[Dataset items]
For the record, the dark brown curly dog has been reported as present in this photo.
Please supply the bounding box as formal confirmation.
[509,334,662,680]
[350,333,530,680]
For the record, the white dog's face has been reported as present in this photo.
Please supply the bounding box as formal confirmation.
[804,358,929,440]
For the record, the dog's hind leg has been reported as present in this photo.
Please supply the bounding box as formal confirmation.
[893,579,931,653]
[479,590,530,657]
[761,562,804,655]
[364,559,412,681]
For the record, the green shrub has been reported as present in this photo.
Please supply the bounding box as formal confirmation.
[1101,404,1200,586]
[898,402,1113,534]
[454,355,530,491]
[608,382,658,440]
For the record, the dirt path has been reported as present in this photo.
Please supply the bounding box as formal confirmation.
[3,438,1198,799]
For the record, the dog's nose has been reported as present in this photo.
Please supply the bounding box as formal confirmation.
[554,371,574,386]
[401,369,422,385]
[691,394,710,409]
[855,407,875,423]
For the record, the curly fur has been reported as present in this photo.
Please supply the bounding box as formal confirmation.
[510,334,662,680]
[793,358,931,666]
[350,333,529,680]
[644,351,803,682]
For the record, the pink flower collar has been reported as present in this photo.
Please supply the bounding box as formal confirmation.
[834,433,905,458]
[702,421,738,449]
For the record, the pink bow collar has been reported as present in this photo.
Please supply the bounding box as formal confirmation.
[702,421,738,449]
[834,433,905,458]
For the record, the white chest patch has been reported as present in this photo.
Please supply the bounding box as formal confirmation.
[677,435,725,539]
==
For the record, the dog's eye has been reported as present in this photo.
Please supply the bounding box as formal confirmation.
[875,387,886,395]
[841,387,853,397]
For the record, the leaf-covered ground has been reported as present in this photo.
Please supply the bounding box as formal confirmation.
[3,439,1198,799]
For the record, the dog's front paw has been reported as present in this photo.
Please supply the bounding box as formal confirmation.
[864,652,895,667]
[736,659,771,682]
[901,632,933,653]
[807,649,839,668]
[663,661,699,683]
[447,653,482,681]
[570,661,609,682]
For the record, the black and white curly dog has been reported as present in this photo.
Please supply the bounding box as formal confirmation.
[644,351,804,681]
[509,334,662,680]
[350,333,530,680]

WHAT YOU HAVE TO DO: Pick out the lines above containing the word "white", then copy them.

ANSWER TO THE PROBLEM:
For the record, the white dog's face has been reported as present in this photo.
For the record, the white chest patch has been reported as present in this photo.
For the record, the black and white curly dog has been reported as present in this photo.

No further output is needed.